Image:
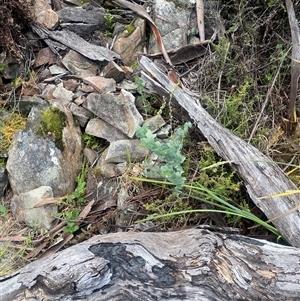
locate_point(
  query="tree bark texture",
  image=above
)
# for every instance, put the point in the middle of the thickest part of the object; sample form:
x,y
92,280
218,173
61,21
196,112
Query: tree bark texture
x,y
193,264
261,176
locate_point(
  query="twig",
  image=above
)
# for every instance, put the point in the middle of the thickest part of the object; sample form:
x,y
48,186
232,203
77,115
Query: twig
x,y
200,19
266,101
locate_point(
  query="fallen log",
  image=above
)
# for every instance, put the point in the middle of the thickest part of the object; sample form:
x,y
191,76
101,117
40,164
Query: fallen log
x,y
193,264
261,176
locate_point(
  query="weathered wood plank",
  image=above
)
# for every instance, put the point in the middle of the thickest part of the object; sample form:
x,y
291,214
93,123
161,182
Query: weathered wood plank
x,y
191,265
261,177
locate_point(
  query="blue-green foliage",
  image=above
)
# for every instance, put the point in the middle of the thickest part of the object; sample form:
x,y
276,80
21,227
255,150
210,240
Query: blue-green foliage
x,y
168,152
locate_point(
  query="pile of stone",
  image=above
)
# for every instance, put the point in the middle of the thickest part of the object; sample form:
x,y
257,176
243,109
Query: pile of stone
x,y
93,81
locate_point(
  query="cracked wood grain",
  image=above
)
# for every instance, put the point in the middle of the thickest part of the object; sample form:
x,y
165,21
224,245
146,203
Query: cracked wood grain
x,y
261,176
193,264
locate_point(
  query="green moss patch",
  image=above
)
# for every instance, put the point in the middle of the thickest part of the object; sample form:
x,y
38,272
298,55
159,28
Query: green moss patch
x,y
53,122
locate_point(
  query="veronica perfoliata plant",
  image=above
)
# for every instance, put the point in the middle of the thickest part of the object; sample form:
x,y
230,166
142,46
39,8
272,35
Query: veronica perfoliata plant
x,y
169,153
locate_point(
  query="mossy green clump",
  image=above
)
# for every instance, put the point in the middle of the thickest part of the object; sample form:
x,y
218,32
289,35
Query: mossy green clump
x,y
215,174
53,122
11,123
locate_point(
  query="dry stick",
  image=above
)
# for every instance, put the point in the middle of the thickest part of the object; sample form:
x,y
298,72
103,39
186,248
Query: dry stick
x,y
219,84
260,177
265,102
142,13
295,66
200,19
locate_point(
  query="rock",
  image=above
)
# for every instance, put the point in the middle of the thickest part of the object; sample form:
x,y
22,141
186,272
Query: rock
x,y
128,86
82,114
100,128
81,15
82,21
90,155
112,70
71,84
101,84
61,93
110,170
128,45
175,19
41,217
3,180
130,150
47,92
28,102
154,123
101,189
55,70
36,161
79,65
44,15
45,56
117,110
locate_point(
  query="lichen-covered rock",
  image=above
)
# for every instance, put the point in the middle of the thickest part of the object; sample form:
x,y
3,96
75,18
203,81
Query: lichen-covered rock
x,y
35,161
117,110
23,207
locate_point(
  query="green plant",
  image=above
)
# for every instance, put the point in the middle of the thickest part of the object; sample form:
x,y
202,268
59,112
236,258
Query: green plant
x,y
53,122
3,210
11,124
109,24
83,3
75,200
203,194
169,153
71,218
77,195
2,68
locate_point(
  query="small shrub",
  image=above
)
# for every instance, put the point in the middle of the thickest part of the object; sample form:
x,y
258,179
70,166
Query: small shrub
x,y
169,153
52,124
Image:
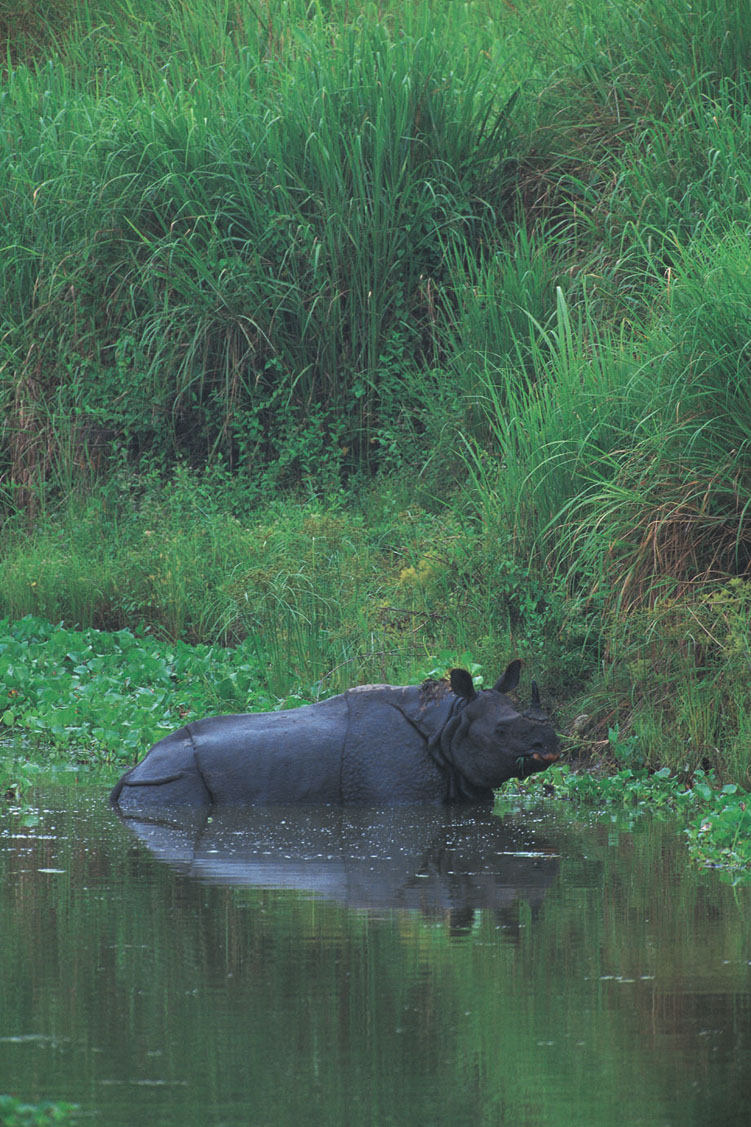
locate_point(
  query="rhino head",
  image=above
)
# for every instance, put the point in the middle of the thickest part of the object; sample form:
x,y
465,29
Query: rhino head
x,y
493,741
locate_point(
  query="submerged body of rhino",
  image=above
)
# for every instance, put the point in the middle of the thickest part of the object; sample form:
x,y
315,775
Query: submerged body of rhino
x,y
378,744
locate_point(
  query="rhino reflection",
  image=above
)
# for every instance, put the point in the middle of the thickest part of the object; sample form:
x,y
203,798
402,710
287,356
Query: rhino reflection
x,y
432,860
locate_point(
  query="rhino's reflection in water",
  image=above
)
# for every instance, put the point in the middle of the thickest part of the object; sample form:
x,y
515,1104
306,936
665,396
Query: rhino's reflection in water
x,y
426,859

───

## [Stated task]
Count the lines of the records that contain the word "shrub", treating case as significant, and give only the number.

## [Final answer]
2